### Task brief
Show each line below that contains the word "tall".

### Records for the exercise
——————————
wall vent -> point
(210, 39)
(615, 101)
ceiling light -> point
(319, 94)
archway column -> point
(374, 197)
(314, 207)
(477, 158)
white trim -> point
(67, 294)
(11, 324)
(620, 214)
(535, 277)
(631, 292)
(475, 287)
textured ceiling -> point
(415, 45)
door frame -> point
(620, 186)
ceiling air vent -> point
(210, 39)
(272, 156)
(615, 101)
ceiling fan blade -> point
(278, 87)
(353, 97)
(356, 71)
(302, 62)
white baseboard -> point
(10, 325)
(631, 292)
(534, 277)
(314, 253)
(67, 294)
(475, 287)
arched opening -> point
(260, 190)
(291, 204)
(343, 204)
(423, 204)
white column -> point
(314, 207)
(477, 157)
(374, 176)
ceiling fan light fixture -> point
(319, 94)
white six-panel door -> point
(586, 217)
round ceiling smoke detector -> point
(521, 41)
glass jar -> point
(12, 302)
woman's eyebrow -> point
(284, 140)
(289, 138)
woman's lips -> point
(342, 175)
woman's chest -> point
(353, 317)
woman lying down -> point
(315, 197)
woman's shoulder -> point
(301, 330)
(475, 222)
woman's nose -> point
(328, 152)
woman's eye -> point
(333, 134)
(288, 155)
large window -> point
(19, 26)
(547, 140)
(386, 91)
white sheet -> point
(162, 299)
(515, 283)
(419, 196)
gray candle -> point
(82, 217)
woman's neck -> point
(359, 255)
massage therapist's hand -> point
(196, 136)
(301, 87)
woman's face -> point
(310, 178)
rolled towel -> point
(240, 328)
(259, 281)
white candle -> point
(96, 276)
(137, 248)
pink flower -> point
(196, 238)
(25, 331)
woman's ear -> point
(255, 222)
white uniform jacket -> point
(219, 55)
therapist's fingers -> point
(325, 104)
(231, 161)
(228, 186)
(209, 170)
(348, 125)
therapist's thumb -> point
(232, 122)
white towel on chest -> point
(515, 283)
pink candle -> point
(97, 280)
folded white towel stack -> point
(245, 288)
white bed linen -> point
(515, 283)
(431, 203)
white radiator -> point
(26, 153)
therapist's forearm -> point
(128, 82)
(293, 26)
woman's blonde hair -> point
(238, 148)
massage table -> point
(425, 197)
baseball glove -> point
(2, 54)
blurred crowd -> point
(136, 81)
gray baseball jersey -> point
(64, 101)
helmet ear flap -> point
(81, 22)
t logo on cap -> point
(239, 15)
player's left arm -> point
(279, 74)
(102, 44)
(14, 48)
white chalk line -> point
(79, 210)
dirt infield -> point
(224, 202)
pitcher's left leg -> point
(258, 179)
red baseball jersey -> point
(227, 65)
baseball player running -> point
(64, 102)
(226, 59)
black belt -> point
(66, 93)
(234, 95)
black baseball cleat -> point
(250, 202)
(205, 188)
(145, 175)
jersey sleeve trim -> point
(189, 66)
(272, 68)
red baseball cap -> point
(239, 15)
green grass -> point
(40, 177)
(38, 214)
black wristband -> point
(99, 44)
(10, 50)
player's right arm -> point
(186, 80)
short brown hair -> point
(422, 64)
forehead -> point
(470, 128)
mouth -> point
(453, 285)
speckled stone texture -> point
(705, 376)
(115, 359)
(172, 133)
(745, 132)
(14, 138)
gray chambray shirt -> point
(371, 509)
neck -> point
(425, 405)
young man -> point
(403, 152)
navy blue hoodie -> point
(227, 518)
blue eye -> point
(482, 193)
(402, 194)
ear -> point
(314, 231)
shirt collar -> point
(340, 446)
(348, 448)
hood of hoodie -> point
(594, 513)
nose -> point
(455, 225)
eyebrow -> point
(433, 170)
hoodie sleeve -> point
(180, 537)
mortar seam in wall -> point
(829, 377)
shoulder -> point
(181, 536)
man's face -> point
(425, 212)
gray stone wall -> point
——————————
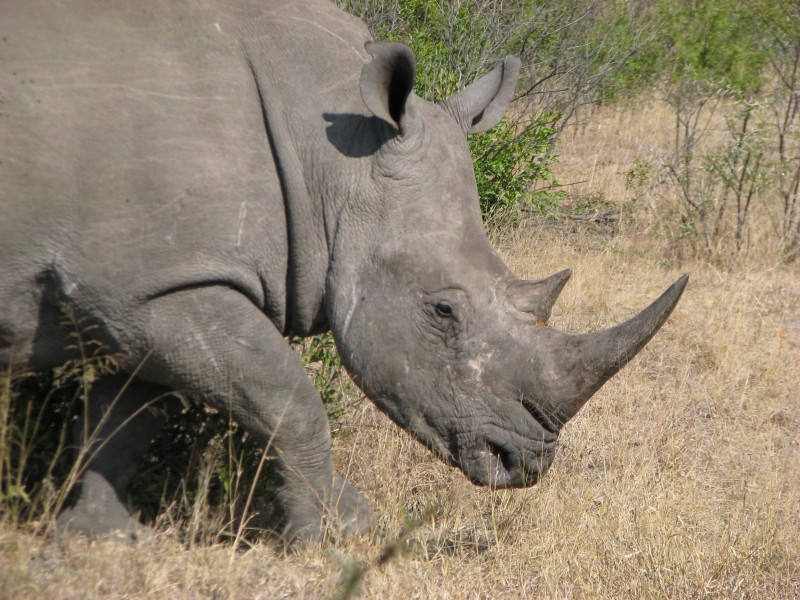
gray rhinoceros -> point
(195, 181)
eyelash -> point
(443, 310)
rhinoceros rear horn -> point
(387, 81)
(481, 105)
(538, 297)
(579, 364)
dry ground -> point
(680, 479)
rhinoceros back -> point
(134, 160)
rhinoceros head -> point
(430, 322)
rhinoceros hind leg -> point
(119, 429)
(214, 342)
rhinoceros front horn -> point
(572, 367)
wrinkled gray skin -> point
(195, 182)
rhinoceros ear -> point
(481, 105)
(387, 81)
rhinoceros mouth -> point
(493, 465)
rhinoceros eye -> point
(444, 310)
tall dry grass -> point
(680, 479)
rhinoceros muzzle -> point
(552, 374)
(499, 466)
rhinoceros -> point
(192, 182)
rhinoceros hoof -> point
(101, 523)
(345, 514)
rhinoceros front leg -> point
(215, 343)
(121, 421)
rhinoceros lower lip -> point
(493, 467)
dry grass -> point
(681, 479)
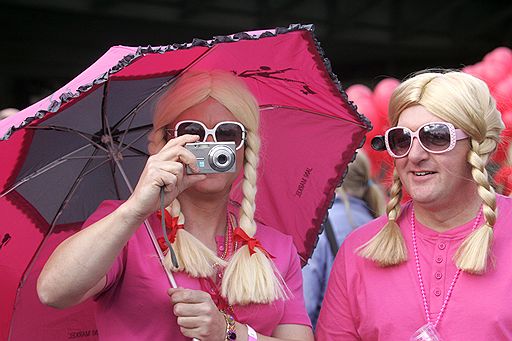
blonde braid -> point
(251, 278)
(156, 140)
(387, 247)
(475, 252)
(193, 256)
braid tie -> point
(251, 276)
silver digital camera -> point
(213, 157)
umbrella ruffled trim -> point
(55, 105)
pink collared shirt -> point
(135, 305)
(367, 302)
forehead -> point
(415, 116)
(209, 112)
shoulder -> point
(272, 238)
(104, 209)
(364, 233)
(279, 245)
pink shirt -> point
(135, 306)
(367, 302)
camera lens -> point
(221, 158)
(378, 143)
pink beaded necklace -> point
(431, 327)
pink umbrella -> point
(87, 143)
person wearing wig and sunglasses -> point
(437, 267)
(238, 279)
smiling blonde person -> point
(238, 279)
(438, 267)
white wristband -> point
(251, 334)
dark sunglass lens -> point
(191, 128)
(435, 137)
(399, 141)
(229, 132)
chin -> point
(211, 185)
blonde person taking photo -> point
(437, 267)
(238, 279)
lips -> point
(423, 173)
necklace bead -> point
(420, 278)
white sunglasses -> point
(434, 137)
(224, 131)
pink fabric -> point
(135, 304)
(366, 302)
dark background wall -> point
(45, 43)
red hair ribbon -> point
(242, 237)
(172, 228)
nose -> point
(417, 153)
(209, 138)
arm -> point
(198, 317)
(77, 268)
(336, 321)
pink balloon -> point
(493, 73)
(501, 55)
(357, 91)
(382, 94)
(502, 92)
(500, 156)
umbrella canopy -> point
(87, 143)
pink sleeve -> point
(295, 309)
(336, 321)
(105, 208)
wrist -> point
——————————
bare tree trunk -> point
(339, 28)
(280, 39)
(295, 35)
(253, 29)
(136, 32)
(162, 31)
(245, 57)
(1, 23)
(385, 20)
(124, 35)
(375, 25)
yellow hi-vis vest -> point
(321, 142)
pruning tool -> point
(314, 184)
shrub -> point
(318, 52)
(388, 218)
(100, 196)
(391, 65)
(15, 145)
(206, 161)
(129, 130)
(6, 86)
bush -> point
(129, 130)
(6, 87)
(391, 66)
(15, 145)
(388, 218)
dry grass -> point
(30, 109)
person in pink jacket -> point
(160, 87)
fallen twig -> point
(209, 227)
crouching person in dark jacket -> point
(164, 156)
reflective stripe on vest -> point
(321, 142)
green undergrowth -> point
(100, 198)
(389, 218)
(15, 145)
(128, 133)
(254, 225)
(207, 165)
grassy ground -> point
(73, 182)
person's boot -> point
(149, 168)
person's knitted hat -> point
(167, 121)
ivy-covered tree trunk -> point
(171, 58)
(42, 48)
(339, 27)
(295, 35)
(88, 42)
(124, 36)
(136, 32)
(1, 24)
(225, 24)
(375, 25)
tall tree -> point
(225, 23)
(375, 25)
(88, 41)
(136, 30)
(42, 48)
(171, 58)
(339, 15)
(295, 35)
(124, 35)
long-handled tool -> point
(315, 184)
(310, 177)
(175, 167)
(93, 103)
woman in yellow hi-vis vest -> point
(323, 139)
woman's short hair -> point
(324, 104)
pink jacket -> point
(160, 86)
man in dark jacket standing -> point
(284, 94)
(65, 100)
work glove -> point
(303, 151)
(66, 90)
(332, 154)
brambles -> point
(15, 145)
——————————
### Task result
tall dry grass -> point
tall tree -> point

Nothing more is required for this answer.